Determine how many lines in the data below contain the string "stake", treating uppercase and lowercase letters as distinct. Report only the resulting number.

(Point-based annotation data)
----

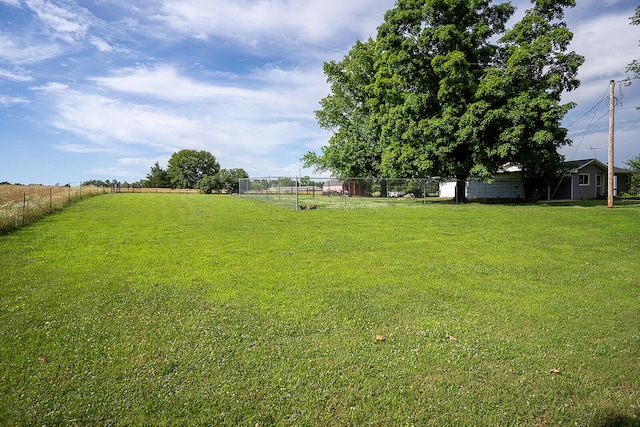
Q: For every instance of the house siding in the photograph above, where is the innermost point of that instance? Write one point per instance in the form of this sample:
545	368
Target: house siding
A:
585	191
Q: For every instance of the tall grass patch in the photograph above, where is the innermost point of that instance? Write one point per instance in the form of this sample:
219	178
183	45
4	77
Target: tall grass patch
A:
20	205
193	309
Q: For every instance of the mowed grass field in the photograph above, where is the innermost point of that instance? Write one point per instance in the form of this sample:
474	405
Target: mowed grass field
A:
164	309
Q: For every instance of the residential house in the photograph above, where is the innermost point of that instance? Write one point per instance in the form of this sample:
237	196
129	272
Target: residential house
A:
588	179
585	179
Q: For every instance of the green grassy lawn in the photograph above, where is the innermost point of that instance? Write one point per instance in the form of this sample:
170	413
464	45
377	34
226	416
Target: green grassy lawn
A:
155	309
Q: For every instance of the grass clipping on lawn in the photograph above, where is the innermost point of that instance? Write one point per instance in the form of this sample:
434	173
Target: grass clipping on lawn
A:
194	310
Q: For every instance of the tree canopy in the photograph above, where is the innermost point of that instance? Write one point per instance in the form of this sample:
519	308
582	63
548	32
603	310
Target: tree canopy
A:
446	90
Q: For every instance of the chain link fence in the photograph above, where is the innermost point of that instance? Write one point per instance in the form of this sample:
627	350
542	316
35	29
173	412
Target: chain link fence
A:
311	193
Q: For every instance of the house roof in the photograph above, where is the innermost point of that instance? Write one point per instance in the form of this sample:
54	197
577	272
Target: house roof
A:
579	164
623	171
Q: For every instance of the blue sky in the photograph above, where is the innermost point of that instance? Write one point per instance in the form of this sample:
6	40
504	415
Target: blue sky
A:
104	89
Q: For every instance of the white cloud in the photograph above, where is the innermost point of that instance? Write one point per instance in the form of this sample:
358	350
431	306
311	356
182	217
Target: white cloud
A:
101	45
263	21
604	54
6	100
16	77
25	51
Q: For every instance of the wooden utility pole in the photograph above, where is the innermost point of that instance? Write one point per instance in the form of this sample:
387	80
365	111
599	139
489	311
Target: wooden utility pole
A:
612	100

----

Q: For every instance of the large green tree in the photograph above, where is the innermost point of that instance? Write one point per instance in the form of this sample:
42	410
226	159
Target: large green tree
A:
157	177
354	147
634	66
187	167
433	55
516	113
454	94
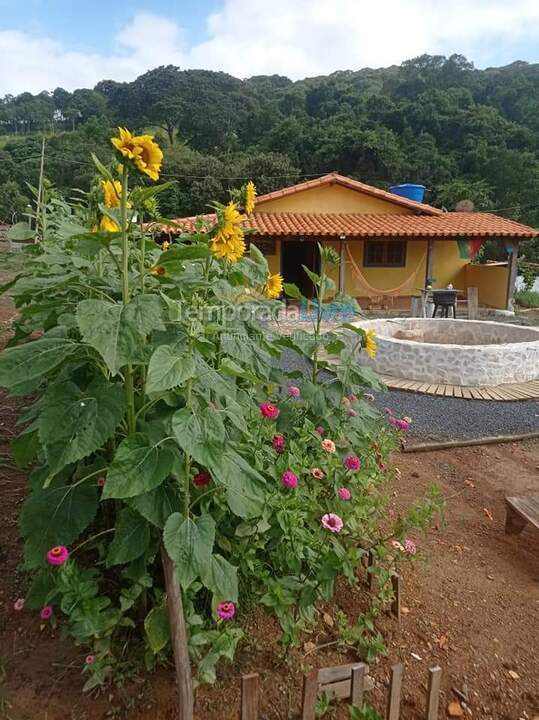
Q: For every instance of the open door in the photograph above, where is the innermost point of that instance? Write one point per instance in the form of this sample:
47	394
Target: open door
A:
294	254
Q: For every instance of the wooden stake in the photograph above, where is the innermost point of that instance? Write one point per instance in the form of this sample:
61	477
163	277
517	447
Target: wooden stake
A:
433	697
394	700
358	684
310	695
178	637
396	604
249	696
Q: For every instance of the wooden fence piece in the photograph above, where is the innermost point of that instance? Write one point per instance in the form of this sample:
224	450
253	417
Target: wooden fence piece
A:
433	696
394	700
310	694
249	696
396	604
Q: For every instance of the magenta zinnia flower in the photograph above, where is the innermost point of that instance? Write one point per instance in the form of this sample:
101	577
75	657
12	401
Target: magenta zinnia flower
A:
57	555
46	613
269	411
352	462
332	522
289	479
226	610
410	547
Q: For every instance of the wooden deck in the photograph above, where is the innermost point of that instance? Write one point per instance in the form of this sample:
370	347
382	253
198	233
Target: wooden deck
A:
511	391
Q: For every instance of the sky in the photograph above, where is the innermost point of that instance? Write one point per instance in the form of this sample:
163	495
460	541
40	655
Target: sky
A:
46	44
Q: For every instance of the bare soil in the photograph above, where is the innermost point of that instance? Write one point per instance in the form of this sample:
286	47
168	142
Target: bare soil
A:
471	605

----

[Written solution] 2